AIM OF THE TASK. The required output is the complete data, repeated without alteration.

++++ RECORDED DATA ++++

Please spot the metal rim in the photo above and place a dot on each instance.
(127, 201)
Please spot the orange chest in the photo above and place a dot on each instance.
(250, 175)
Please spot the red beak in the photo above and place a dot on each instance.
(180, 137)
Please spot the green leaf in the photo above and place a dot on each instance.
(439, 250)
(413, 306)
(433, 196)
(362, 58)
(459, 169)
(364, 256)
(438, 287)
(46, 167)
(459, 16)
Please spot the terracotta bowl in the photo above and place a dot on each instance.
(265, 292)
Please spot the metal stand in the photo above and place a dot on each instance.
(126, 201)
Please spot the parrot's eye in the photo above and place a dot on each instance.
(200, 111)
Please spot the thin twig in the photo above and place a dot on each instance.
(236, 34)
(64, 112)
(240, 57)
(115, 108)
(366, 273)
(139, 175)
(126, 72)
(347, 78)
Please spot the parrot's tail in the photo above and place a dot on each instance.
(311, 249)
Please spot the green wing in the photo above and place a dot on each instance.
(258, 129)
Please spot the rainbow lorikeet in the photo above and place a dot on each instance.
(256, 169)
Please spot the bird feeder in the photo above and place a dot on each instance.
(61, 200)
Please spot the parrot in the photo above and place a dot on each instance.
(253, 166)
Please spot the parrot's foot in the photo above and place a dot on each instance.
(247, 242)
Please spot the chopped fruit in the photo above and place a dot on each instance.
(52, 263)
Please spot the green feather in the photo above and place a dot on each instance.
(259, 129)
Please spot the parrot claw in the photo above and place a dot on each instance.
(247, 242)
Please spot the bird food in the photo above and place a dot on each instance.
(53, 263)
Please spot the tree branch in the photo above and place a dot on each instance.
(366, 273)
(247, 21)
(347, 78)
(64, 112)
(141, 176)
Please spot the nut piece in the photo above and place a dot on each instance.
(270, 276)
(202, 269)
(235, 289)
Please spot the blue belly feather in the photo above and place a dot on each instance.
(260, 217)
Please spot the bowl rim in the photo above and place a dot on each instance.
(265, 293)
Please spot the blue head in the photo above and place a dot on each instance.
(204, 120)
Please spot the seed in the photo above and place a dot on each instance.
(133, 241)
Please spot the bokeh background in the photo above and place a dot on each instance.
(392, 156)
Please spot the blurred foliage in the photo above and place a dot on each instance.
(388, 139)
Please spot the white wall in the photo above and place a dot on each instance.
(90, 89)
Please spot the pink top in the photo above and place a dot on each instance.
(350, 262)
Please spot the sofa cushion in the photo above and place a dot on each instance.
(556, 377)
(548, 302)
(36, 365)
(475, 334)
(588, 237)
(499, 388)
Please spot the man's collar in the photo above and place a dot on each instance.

++++

ANSWER SECTION.
Please spot the metal rim in the photo above and place a dot on each instance.
(127, 201)
Please spot the orange chest in the photo above and place a dot on each instance.
(250, 175)
Please spot the red beak in the photo above and place a dot on each instance.
(180, 137)
Please spot the green leaf in the photo above and place a dot on each instance.
(439, 250)
(413, 306)
(433, 196)
(362, 58)
(459, 169)
(364, 256)
(438, 287)
(46, 167)
(459, 16)
Please spot the terracotta bowl in the photo above and place a dot on each instance.
(265, 292)
Please spot the metal stand in the photo above and place a dot on each instance.
(126, 201)
Please spot the parrot's eye in the photo above and place a dot on each instance.
(200, 111)
Please spot the thin twig in the photo above and place a dot on each instance.
(236, 34)
(64, 112)
(240, 57)
(115, 108)
(366, 273)
(139, 175)
(126, 72)
(347, 78)
Please spot the parrot's tail in the photo above and place a dot on each instance.
(311, 249)
Please spot the green wing in the photo above and place a dot on each instance.
(258, 129)
Please spot the rainbow lorikeet in the photo above and place a dot on each instance.
(256, 169)
Please spot the bird feeder in the photo above and place a dot on each instance.
(61, 200)
Please spot the parrot in the photo above and place a dot on each instance.
(253, 166)
Please spot the parrot's foot in the photo above and place a dot on each instance.
(247, 242)
Please spot the chopped fruit in the photo above and place a dot on each instance.
(52, 263)
Please spot the green feather in the photo above and place a dot on each instance.
(259, 129)
Please spot the parrot claw in the photo above and place a dot on each instance.
(247, 242)
Please spot the bird food in the photo above and place a dot on each instance.
(53, 263)
Please spot the tree branch in the photo above and place a dot on each instance.
(366, 273)
(247, 21)
(347, 78)
(64, 112)
(141, 176)
Please spot the nut piece in the photo above and place a dot on each instance.
(270, 276)
(202, 269)
(235, 289)
Please spot the blue belly feather in the photo above and place a dot on each instance.
(260, 217)
Please spot the bowl rim in the photo above and place a dot on each instance.
(265, 293)
Please spot the blue head in the photo above and place a dot on each instance.
(204, 120)
Please spot the seed in the photo above and place a dot on each instance.
(133, 241)
Please spot the bokeh background in the photo above and place a dot on each instance.
(392, 156)
Please spot the blurred foliage in the photo above and place a dot on each instance.
(388, 139)
Please spot the white wall in the photo above and place a dot on each instance.
(90, 89)
Please spot the pink top in the photo above and place a dot on each instance.
(350, 262)
Please spot the sofa cushion in the photo above and place a dot on each instance.
(556, 377)
(548, 302)
(36, 365)
(475, 334)
(588, 237)
(499, 388)
Please spot the man's collar in the photo above and place a dot on each instance.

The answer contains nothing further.